Tugas
Lanjutkan kutipan bacaan tentang faktor risiko plasenta akreta mulai dari kalimat terakhirnya.

Kutipan Bacaan

------

Hal lain yang juga meningkatkan risiko mengalami plasenta akreta adalah ibu hamil menderita plasenta previa. Plasenta previa adalah saat plasenta menutupi serviks, hal ini juga diduga dapat meningkatkan risiko plasenta akreta. Bukan cuma itu, ibu hamil yang memiliki fibroid di bawah lapisan rahim atau endometrium juga berisiko untuk mengalami plasenta akreta.
Kondisi lainnya yang bisa menyebabkan plasenta akreta adalah Moms pernah menjalani operasi pada rahim, termasuk pengangkatan fibroid, atau kuret setelah keguguran. Kelainan pada lapisan rahim seperti sindrom asherman juga dapat meningkatkan risiko mengalami plasenta akreta.

------

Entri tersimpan
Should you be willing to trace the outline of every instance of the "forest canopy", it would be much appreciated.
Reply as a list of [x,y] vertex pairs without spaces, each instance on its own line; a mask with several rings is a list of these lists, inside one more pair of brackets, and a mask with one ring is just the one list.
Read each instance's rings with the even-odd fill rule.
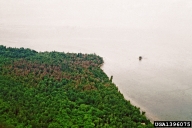
[[152,128],[96,54],[0,45],[0,128]]

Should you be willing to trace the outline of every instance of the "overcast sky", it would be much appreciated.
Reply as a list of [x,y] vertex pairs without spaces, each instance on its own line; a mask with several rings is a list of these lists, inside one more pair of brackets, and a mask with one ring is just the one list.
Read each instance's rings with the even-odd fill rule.
[[191,0],[0,0],[0,25],[192,29]]

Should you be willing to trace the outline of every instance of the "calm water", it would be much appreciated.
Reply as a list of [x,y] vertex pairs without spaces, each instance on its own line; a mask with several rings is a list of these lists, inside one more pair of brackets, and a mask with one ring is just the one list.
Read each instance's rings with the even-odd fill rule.
[[96,53],[150,119],[192,120],[191,7],[190,0],[0,0],[0,44]]

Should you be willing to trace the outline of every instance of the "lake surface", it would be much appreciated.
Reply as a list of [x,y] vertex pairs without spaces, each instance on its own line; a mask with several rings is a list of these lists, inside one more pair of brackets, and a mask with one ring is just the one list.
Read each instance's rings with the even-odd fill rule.
[[148,118],[192,120],[191,7],[190,0],[0,0],[0,45],[96,53]]

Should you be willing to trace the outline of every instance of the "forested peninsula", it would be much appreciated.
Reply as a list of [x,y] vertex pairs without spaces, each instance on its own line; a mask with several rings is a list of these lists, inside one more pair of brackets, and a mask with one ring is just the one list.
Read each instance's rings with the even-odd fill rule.
[[152,128],[103,63],[96,54],[0,45],[0,128]]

------

Jawaban Latihan
Gejala Plasenta Akreta
Saat kehamilan berlangsung, plasenta akreta umumnya tidak menimbulkan gejala atau tidak memiliki tanda-tanda yang bisa dilihat secara kasat mata. Sering kali kondisi ini terdeteksi oleh dokter ketika melakukan pemeriksaan USG saat konsultasi kehamilan. Namun pada sebagian kasus, plasenta akreta dapat menyebabkan perdarahan dari vagina di minggu ke-28 sampai ke-40 masa kehamilan (trimester ketiga).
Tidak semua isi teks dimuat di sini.